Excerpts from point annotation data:
________________________________________
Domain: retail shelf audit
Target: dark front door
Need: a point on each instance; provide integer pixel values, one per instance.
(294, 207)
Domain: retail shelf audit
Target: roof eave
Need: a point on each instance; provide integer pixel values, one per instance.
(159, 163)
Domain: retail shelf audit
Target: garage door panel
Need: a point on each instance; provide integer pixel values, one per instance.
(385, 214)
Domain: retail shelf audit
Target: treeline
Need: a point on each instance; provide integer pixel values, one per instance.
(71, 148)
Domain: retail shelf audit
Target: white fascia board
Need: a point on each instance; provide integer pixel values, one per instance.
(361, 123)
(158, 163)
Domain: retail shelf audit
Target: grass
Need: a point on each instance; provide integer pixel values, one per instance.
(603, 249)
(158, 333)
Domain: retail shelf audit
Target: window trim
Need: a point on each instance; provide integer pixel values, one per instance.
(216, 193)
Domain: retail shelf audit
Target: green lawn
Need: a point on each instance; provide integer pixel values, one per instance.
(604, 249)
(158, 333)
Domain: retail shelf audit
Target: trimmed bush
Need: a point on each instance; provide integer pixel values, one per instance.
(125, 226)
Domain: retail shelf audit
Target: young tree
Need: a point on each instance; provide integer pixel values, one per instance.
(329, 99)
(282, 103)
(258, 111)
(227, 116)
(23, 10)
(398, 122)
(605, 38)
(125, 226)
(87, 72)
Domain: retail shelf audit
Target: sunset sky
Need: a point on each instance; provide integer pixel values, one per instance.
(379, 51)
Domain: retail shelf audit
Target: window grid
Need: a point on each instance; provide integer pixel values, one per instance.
________________________________________
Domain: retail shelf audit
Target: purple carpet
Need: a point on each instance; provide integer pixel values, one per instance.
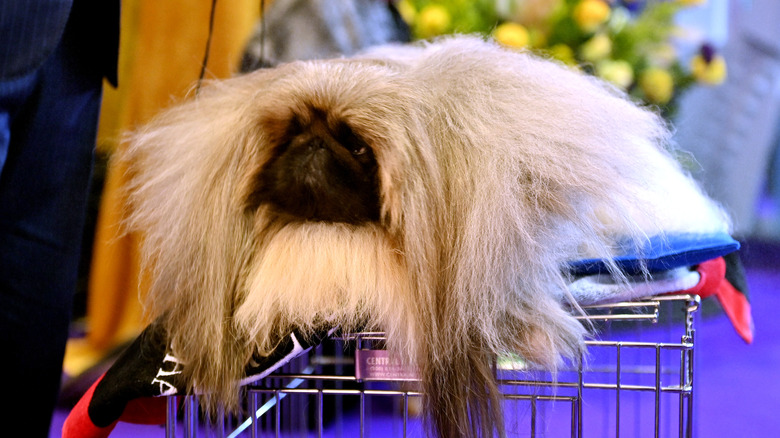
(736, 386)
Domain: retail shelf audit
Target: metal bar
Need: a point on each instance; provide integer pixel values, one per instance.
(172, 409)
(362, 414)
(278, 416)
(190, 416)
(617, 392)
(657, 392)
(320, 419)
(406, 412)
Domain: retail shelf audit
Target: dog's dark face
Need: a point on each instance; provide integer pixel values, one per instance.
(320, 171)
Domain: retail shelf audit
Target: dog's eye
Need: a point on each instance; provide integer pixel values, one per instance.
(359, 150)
________________________________________
Show each line of the material above that contains the word "dark". Treat uppercase and lowercase letters as different.

Target: dark front door
Target: dog's dark face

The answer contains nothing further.